- _AIM_
In the message below about Python's object system, how does the writer say classes are usually created?

### QUOTED TEXT

The article you read at
http://www.cafepy.com/article/python_types_and_objects is really good,
and the most comprehensive one I know about Python's object system. I
recommend that you read it as many times as you need to understand it.
It can be confusing -- just don't give up

I will try to give some answers to your questions. Note that I assume we
are only speaking of new-style classes. Old-style classes are different,
but pretty uninteresting since there is little reason to use them in new
code.

Another note: As far as this stuff in Python is concerened, "type" and
"class" are, to my knowledge, basically just two different names for the
same thing.

JH schrieb:
> Hi
> http://www.cafepy.com/article/python_types_and_objects/
> I found that a type/class are both a subclass and a instance of base
> type "object".
>
> It conflicts to my understanding that:
>
> 1.) a type/class object is created from class statement
> 2.) a instance is created by "calling" a class object.


Why? I see no conflict here.

> A object should not be both a class and an instance at the same time.


It should.

1) Everything is an object.
2) Every object is an instance of a class.

From this, it logically follows that every class should also be an
instance of a class. Classes are objects, and objects are instances of
classes.

> Further I found out there is a special type call "type" that is a
> subclass of base type "object". All other types are instances of this
> type. Even base type "object" is an instance of this special type.
>
> What is role of this type "type" in object creation? Could someone
> there straighten this concept a little?


I) object' is the root of the inheritance hierarchy. All classes inherit
from 'object'. 'object' is its own baseclass. Also, all objects are
instances of 'object'.

II) 'type' is the root of the type hierarchy. All types (i.e. classes)
are subtypes of 'type'. 'type' is its own type.
Because 'type' also is, like everything else, an object, it is an
instance of 'object' (see I). Because it is a type object (a class), it
also is a subclass of 'object' (again, see I).

Objects are created by instantiating their class/type. Classes (also
called "type objects") are usually created by instantiating 'type'.

######
### RECORDS SHOWN

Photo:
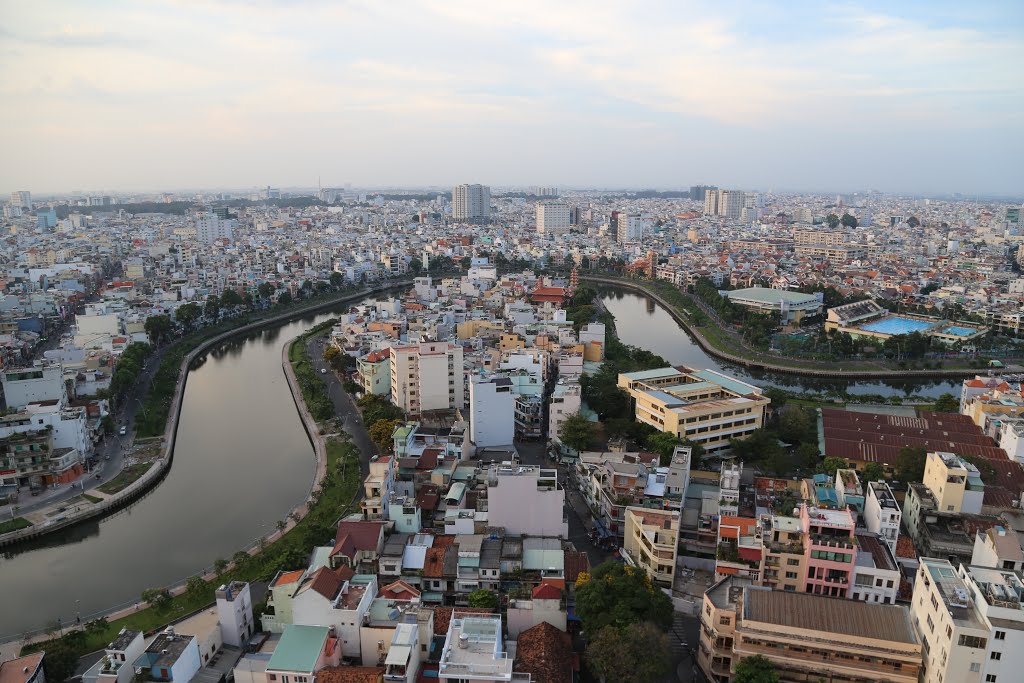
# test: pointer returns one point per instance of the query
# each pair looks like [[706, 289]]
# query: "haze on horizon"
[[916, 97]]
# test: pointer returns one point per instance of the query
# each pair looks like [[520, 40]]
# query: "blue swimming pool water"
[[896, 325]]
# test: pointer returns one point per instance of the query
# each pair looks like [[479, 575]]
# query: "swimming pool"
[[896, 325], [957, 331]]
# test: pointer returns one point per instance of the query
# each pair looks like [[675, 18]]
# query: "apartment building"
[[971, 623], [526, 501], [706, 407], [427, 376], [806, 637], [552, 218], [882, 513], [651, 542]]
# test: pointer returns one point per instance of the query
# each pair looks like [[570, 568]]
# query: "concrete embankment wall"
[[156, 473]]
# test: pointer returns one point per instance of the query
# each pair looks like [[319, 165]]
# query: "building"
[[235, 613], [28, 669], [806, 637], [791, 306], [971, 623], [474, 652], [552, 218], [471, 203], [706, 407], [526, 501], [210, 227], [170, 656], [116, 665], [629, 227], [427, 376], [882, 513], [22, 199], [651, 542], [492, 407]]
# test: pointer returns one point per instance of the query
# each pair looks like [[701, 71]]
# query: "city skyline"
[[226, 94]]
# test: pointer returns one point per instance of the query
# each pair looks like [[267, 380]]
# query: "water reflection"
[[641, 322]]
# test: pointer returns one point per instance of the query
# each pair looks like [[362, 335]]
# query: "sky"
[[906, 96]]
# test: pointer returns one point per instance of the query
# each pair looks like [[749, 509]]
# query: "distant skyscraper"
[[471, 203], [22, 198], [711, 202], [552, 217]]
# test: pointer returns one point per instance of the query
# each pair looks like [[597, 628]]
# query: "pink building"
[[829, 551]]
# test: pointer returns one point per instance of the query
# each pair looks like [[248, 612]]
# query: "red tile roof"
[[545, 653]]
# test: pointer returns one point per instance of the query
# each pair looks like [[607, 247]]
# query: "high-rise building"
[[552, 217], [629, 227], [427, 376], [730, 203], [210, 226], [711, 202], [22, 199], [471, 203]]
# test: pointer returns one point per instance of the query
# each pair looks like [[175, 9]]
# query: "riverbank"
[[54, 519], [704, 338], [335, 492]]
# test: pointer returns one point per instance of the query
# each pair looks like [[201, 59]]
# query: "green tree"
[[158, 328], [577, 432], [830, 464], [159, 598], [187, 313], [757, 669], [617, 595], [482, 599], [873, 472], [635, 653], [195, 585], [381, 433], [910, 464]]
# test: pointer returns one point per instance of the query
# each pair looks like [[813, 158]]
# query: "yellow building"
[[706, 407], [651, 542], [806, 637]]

######

- _THE COMPLETED TASK_
By instantiating 'type'.